- _PROBLEM DESCRIPTION_:
Gather every line of the records below that contains the word "white". Case counts.

#### THE DATA

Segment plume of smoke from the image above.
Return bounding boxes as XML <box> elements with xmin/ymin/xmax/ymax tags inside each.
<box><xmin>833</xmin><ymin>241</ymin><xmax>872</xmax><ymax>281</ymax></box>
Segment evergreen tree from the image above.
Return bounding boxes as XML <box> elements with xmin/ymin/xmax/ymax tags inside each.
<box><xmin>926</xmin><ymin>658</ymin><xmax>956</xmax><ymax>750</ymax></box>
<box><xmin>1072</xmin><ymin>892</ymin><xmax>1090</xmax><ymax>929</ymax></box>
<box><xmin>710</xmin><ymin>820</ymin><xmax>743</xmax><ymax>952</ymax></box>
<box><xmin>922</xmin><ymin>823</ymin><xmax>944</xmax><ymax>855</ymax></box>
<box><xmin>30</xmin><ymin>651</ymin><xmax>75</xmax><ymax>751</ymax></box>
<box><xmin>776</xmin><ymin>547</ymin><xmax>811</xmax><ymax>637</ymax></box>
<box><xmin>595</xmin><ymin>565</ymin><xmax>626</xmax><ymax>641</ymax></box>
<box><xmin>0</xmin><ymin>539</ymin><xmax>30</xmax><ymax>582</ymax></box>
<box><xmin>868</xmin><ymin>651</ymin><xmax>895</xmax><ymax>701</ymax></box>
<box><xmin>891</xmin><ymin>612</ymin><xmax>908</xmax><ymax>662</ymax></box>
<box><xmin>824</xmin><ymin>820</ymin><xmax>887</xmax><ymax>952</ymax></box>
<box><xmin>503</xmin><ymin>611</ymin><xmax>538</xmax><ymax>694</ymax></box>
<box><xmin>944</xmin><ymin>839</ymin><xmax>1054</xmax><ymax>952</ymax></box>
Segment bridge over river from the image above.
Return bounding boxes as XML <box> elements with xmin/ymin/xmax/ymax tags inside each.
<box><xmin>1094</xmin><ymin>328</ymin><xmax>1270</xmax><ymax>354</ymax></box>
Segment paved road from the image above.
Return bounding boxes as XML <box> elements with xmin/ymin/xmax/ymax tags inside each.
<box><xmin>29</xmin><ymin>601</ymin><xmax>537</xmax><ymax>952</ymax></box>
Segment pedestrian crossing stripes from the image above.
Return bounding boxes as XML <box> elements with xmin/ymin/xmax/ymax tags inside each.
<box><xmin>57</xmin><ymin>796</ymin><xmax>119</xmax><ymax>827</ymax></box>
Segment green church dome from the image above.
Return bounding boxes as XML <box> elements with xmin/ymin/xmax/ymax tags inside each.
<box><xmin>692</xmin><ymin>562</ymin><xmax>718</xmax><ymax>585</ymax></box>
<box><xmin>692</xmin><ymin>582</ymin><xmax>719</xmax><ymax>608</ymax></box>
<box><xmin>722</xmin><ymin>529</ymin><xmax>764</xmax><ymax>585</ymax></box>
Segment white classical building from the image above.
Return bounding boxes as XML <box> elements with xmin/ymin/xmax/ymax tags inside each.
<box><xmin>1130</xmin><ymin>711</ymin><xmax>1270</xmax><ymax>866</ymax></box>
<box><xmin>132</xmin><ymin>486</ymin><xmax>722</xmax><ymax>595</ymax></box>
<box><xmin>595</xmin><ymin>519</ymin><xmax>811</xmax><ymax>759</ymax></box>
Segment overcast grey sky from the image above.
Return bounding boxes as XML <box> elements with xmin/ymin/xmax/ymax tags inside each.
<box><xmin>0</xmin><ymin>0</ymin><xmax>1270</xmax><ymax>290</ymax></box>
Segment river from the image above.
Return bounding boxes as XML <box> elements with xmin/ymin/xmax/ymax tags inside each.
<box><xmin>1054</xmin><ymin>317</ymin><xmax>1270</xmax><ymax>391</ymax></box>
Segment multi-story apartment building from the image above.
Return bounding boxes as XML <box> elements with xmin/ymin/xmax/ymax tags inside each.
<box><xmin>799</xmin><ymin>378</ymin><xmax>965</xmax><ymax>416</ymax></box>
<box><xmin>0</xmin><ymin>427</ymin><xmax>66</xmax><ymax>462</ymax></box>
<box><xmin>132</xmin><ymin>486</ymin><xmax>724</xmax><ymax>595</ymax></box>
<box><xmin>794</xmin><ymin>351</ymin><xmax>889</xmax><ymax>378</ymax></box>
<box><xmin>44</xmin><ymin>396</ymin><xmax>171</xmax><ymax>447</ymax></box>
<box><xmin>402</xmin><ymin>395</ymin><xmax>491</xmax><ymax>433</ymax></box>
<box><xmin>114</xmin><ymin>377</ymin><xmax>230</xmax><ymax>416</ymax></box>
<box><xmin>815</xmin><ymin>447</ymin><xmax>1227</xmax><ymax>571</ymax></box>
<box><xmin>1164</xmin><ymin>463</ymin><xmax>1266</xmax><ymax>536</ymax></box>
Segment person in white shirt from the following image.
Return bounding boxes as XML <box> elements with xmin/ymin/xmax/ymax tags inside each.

########

- _FINISHED EXERCISE_:
Segment white classical building from the image above.
Segment person in white shirt from the following image.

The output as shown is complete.